SET TASK A -
According to the Brexit passage, what withdrawal date did Boris Johnson's government promise?

The withdrawal deal dictated to the United Kingdom by the European Union was rejected three times by Parliament in early 2019, and the failure to push it through combined with the rise of Nigel Farage’s Brexit Party brought the end of Theresa May’s time as prime minister. But now Prime Minister Boris Johnson is apparently working to resurrect the deal, hoping to achieve minor modifications such as dispensing with the hated Irish backstop to get it through Parliament on the fourth attempt.

With less than ten weeks to go until the “do or die” withdrawal date of October 31st promised by his government, Boris Johnson is now entering into talks with European leaders in the hope of achieving enough change to prevent a full, no-deal Brexit. Leaving without a deal is popular with leading Brexiteers who believe the withdrawal agreement as defined would lock the United Kingdom into the position of being a rule-taker from Brussels indefinitely, making a mockery of the spirit of the 2016 referendum, but the idea of leaving Europe altogether is abhorred by much of Parliament and the Civil Service.

Speaking to British television Sky News this week, Mr Johnson put forward his case for change, remarking: “Don’t forget why we’re doing all of this.

“The existing agreement just doesn’t work for the UK. And Parliament has thrown it out three times.

“We can’t have this backstop. So I’m going to go to see our friends and partners – I’m going off to Germany and then to France, and then to see the G7 at Biarritz, and I’m going to make the point that the backstop is going to come out.”

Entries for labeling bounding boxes

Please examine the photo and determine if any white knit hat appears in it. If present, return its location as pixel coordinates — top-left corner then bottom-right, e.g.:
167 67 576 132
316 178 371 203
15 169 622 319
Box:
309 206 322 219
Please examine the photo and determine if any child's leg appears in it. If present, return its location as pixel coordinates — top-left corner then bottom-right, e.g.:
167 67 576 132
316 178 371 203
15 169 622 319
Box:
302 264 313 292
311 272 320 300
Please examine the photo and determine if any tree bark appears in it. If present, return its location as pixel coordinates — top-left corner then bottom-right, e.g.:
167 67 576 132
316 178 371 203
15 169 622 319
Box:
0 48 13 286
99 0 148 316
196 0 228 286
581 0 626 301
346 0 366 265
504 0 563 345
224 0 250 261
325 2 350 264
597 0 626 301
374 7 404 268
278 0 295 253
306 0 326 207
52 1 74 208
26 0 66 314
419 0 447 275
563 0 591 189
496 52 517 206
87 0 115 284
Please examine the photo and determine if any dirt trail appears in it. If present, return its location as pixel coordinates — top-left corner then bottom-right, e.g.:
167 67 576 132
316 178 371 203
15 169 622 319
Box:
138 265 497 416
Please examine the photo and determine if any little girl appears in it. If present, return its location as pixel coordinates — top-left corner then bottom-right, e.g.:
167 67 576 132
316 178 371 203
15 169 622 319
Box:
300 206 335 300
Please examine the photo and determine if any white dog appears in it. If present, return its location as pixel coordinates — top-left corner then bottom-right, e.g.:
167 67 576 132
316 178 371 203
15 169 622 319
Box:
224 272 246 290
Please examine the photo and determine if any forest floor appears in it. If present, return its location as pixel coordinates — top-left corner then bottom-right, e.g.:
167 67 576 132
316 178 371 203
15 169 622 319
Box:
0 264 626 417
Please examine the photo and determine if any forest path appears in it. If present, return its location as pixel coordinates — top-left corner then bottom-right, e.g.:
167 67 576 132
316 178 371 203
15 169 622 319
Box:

SET TASK B -
Rewrite the records from their first line through the line containing "309 206 322 219", inclusive, with "white knit hat" changed to "red wool scarf" and nothing else altered.

CORRECT RESPONSE A -
October 31st

CORRECT RESPONSE B -
Please examine the photo and determine if any red wool scarf appears in it. If present, return its location as pixel coordinates — top-left corner then bottom-right, e.g.:
167 67 576 132
316 178 371 203
15 169 622 319
Box:
309 206 322 219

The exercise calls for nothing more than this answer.